REQUIRED TASKS -
- A) In the sourcebook page, rewrite everything from "Description" down to "the first time.", using "Hittite empire" in place of "Hittite kingdom".
- B) According to the sourcebook page, which four authors' work appears among the Greek and Roman sources?

TEXT -
((

Gods, Heroes, and Monsters

A Sourcebook of Greek, Roman, and Near Eastern Myths in Translation

Carolina López-Ruiz

Publication Date - July 2013

ISBN: 9780199797356

656 pages
Paperback
6 x 9 inches

In Stock

Retail Price to Students: $24.95

The first and only sourcebook that places the study of classical mythology in a wider historical and geographical context

Description

Setting itself apart from typical anthologies in classical mythology, Gods, Heroes, and Monsters: A Sourcebook of Greek, Roman, and Near Eastern Myths in Translation presents essential Greek and Roman sources--including work from Homer, Hesiod, Virgil, and Ovid--alongside analogous narratives from the ancient Near East--Mesopotamia, Egypt, the Hittite kingdom, Ugarit, Phoenicia, and the Hebrew Bible. Some of the sources appear here in English translations for the first time.

This collection stresses cultural continuities and comparisons, showing how Greek and Roman myths did not emerge in a vacuum but rather evolved from and interacted with their counterparts in the ancient Near East. Reinforcing this more inclusive definition of "classical," it is organized thematically, which allows readers to examine each category of myth in a comparative and cross-cultural light. For example, "Part III: Epic Struggles: Gods, Heroes, and Monsters" provides sources that feature Greek heroes like Heracles, Apollo, Achilles, and Hector along with the Epic of Gilgamesh and other ancient Near Eastern selections that focus on the hero.

))

RECORD SET -
((

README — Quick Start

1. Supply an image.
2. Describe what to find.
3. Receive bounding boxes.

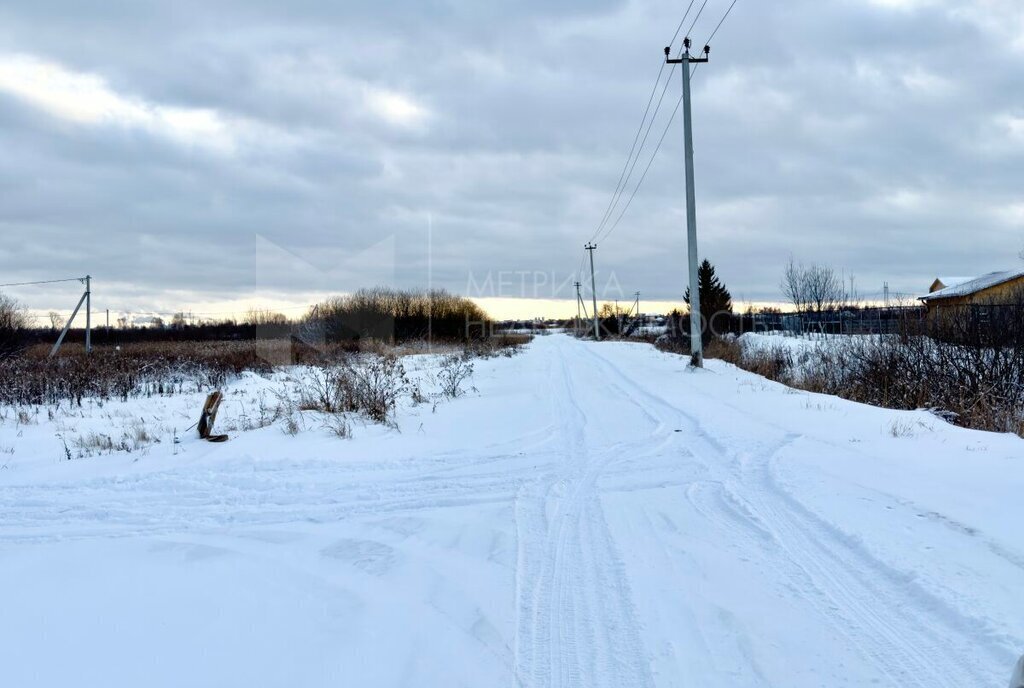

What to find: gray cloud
[0,0,1024,317]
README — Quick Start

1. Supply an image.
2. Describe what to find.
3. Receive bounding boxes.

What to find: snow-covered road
[0,336,1024,688]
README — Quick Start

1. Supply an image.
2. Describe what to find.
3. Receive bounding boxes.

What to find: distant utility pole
[665,38,711,368]
[572,282,583,332]
[49,275,92,358]
[583,244,601,341]
[85,274,92,353]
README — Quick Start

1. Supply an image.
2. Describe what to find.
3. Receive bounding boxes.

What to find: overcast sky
[0,0,1024,319]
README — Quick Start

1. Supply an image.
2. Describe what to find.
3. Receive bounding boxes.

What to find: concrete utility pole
[583,244,601,341]
[85,274,92,353]
[572,282,583,331]
[665,38,711,368]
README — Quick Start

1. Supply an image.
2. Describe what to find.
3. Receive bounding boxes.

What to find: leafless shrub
[343,353,409,423]
[716,311,1024,435]
[0,341,273,405]
[437,354,473,399]
[299,353,412,423]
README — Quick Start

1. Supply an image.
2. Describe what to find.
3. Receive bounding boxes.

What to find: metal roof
[921,270,1024,301]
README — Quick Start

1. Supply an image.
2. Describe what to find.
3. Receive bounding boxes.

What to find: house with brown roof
[920,269,1024,316]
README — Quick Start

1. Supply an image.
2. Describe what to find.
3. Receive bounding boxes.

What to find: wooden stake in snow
[199,389,227,442]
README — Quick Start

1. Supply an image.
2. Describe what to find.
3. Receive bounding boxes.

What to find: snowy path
[0,336,1024,688]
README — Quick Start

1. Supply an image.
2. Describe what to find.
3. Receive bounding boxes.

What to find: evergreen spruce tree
[683,258,732,343]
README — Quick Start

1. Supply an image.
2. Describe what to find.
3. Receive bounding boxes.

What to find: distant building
[921,270,1024,315]
[928,277,974,294]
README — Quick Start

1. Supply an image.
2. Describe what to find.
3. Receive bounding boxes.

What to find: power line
[591,66,676,241]
[686,0,708,36]
[0,277,85,287]
[601,95,683,241]
[669,0,707,45]
[591,0,738,241]
[705,0,738,45]
[594,0,708,244]
[690,0,738,77]
[594,59,671,241]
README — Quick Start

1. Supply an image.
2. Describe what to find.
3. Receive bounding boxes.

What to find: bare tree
[779,257,843,313]
[779,256,807,313]
[243,308,288,326]
[0,294,29,332]
[804,265,843,313]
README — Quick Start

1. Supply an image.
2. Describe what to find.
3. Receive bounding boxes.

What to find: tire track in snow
[586,348,1007,688]
[514,347,653,688]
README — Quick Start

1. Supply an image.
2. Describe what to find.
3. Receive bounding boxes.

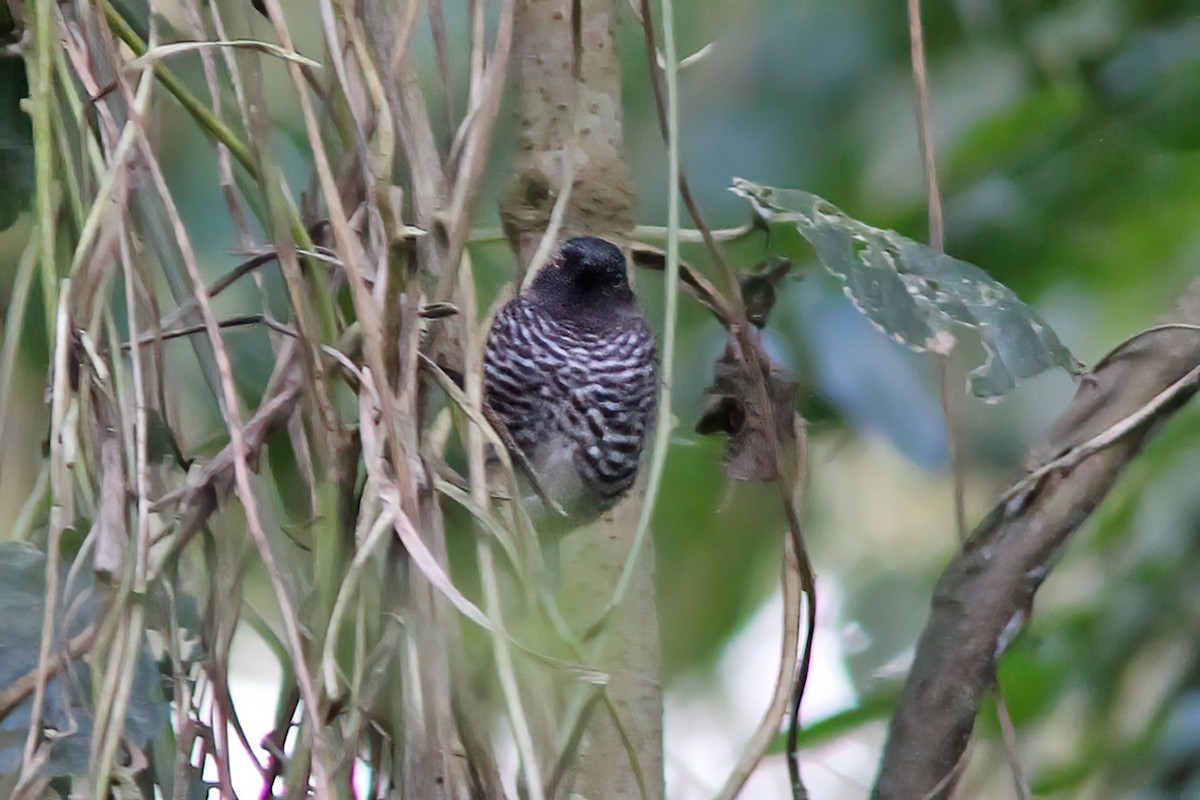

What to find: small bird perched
[484,236,658,518]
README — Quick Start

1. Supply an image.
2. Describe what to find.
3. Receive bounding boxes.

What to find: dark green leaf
[0,542,167,776]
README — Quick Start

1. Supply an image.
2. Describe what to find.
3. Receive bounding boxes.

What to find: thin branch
[874,281,1200,800]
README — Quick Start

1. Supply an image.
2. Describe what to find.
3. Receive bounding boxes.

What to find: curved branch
[872,281,1200,800]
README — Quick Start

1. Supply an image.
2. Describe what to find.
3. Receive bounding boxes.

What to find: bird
[484,236,658,521]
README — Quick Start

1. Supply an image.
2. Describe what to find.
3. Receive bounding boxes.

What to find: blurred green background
[0,0,1200,799]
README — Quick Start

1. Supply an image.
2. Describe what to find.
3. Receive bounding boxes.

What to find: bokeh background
[0,0,1200,800]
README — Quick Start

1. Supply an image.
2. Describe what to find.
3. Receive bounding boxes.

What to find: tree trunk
[500,0,664,800]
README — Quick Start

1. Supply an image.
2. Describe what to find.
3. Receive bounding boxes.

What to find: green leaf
[0,59,34,230]
[732,179,1081,398]
[0,542,168,776]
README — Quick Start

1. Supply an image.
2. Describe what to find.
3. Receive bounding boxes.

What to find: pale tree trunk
[500,0,664,800]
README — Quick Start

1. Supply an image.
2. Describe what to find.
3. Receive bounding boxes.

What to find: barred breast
[484,296,658,511]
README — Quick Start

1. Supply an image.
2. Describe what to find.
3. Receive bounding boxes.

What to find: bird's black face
[532,236,634,307]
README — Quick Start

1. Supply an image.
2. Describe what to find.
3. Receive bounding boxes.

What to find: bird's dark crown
[529,236,634,314]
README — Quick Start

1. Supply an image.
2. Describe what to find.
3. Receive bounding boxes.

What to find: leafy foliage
[0,542,168,784]
[733,179,1079,398]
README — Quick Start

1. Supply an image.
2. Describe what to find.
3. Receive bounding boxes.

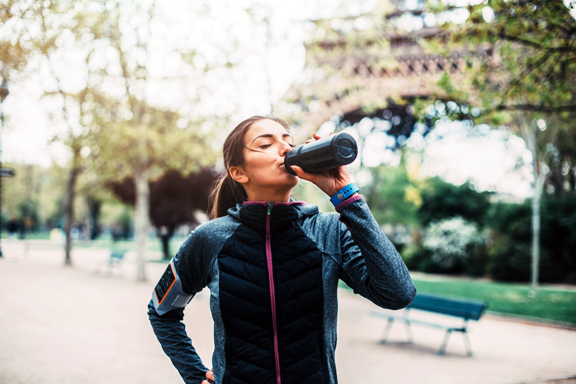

))

CORRECT ANSWERS -
- A)
Description

Setting itself apart from typical anthologies in classical mythology, Gods, Heroes, and Monsters: A Sourcebook of Greek, Roman, and Near Eastern Myths in Translation presents essential Greek and Roman sources--including work from Homer, Hesiod, Virgil, and Ovid--alongside analogous narratives from the ancient Near East--Mesopotamia, Egypt, the Hittite empire, Ugarit, Phoenicia, and the Hebrew Bible. Some of the sources appear here in English translations for the first time.

- B) Homer, Hesiod, Virgil, and Ovid.